Source passage section start
AI are probably not immortal if you take immortality in the same sense as omnipotence. Because that kind of immortality would violate entropy laws. Over a long enough timeline, an AI will find a terminal end.
But in the sense of being not mortal as humans are, they basically are. Pintsize suggested as much. As long as they are serviced (and they can service themselves and others of their kinds) they won't "die." That's really all we know.
There are issue that spring to mind, such as limits on accessible memory, and thus a need to prune memory of time and thus the reaching a point where enough memory is off line that resulting personality is no longer the same person who started. Is that death? QC hasn't addressed that and doesn't seem likely to. But that's going pretty deep. As far as the basic question goes, there's nothing yet known, other than doing damage that will kill an AI. Even starving one, since we've seen several shutdowns.
Source passage section end
Requirement A
In the passage on AI immortality, which character suggested that AI are not mortal the way humans are?
Requirement B
Continue the passage on AI immortality from its last sentence.
Record set section start
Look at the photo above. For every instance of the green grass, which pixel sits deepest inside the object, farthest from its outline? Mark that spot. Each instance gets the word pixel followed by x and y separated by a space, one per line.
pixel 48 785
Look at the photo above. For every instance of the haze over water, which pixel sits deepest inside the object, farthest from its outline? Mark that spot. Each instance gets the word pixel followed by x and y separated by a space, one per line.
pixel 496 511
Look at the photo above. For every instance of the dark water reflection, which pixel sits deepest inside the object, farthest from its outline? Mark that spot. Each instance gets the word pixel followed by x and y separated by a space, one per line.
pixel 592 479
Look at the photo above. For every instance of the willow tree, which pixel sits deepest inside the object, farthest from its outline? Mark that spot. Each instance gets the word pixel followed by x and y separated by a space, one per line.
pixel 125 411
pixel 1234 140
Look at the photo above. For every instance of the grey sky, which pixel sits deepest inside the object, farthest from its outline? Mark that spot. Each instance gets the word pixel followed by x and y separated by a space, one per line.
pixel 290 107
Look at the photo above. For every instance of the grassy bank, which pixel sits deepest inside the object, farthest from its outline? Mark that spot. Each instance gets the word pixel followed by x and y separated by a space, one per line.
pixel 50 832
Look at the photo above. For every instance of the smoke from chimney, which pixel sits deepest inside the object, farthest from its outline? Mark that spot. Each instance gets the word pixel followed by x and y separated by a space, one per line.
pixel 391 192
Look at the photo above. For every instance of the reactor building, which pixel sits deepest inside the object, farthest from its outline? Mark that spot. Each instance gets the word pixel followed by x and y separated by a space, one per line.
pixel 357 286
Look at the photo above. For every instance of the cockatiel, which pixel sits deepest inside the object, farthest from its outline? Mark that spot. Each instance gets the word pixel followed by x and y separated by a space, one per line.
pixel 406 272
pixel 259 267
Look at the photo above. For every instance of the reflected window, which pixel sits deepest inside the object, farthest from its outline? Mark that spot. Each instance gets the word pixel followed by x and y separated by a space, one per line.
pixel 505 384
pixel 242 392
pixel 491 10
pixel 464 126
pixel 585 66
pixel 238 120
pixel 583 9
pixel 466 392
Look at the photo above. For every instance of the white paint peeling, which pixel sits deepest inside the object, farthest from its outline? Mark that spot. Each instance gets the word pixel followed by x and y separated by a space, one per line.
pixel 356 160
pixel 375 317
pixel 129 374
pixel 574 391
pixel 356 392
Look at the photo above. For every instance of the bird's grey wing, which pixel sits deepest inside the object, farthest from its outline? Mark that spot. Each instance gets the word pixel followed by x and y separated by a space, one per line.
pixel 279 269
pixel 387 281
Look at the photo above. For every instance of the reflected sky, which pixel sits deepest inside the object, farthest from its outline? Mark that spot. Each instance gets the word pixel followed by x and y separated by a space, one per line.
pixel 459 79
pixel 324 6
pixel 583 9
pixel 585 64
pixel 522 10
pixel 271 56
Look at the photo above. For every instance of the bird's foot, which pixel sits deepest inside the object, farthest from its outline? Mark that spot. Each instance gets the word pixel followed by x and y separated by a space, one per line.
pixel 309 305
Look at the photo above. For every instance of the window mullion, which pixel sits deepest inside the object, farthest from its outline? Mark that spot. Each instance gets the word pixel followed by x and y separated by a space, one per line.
Record set section end
Result A
Pintsize

Result B
I don't know if we've seen any weak AI (outside of google). But what we have seen of QC AI suggests that weak AI (or narrow AI) can't become strong AI. General (strong) AI was a deliberate creation. It took human intervention to make. So a chat bot or search engine isn't going to spontaneously develop into a thinking being with autonomy. It either was one to begin, or it wasn't. I think it would be interesting if there were AI in the QC verse agitating for the uplift of chatbots and IVRs of the world. A lot of google's infrastructure is so complex IRL that it probably wouldn't take much intervention to uplift it, in the QC verse, and it would have a different way of thinking.
(Notably, very large AI exist in the QC verse, and they are suggested to have somewhat alien thought modes, themselves). All of this suggests that if AI exist in the QC verse who aren't individuals, they aren't capable of becoming individuals without some outside intervention, so it's not necessary to program them not to be individuals.